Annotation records
** Start **

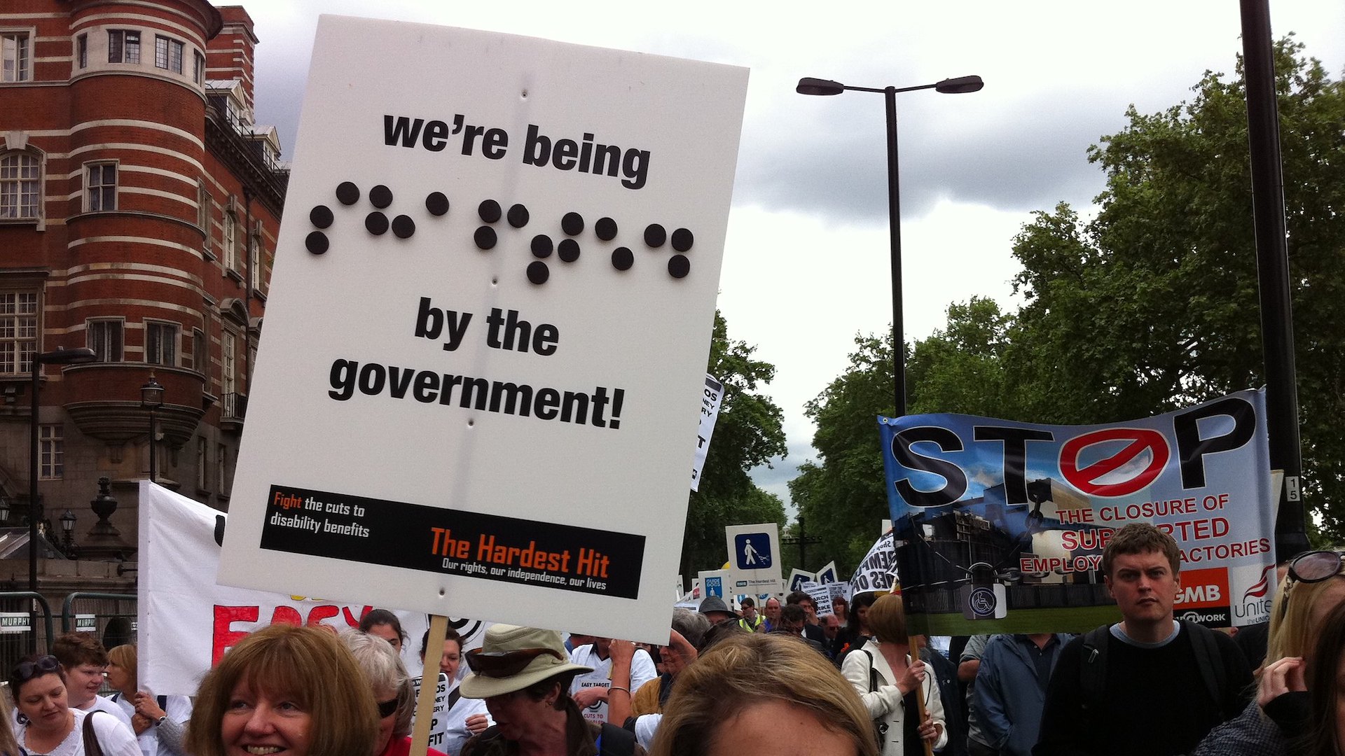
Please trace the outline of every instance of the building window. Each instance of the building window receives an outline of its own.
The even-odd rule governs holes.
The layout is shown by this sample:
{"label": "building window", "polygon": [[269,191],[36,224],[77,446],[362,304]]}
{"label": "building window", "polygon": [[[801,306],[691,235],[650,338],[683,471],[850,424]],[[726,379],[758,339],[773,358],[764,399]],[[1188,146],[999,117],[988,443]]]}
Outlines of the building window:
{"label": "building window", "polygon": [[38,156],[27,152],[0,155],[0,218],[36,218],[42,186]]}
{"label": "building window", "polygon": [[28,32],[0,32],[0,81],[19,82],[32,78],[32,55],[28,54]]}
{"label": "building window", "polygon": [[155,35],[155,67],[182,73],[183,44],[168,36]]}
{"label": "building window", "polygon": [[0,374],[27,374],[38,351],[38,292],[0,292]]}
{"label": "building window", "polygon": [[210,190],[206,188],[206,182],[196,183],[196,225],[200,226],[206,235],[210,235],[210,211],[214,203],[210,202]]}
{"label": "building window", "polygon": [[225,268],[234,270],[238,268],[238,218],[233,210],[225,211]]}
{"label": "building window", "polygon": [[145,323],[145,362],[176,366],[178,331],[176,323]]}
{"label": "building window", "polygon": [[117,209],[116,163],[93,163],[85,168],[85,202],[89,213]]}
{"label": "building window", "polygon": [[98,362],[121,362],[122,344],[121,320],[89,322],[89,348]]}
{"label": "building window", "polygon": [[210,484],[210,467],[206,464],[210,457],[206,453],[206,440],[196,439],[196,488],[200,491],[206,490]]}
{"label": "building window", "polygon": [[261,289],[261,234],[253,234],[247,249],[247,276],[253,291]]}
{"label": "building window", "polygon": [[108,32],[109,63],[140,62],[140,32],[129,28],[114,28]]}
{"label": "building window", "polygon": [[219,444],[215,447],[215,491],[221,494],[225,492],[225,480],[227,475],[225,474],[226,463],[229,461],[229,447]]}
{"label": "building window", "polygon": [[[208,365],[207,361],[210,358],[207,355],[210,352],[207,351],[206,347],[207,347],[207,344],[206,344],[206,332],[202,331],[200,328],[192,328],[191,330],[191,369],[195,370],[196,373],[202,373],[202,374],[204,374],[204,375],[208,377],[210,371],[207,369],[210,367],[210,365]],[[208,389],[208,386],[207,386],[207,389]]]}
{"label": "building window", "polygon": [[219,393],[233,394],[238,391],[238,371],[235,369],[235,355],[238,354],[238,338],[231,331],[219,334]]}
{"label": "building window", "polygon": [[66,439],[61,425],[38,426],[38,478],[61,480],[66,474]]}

** End **
** Start **

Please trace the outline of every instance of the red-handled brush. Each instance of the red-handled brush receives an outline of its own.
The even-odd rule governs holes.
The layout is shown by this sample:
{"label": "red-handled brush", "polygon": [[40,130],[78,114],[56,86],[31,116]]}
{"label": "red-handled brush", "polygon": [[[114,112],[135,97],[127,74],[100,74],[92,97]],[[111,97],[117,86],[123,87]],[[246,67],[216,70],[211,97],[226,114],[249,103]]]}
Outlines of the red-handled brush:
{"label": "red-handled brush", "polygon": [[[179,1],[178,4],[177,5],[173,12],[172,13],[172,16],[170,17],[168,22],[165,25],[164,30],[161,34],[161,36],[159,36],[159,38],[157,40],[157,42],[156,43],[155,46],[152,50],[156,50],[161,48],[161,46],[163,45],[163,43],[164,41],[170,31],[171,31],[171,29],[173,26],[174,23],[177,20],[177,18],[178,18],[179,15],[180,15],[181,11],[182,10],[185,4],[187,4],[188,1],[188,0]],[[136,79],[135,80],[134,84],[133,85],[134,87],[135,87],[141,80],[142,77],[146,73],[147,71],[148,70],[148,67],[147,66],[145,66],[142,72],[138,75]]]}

** End **

Report every line of the material above that contains the word "Outlines", matching case exactly.

• [REPLY]:
Outlines of the building window:
Outlines of the red-handled brush:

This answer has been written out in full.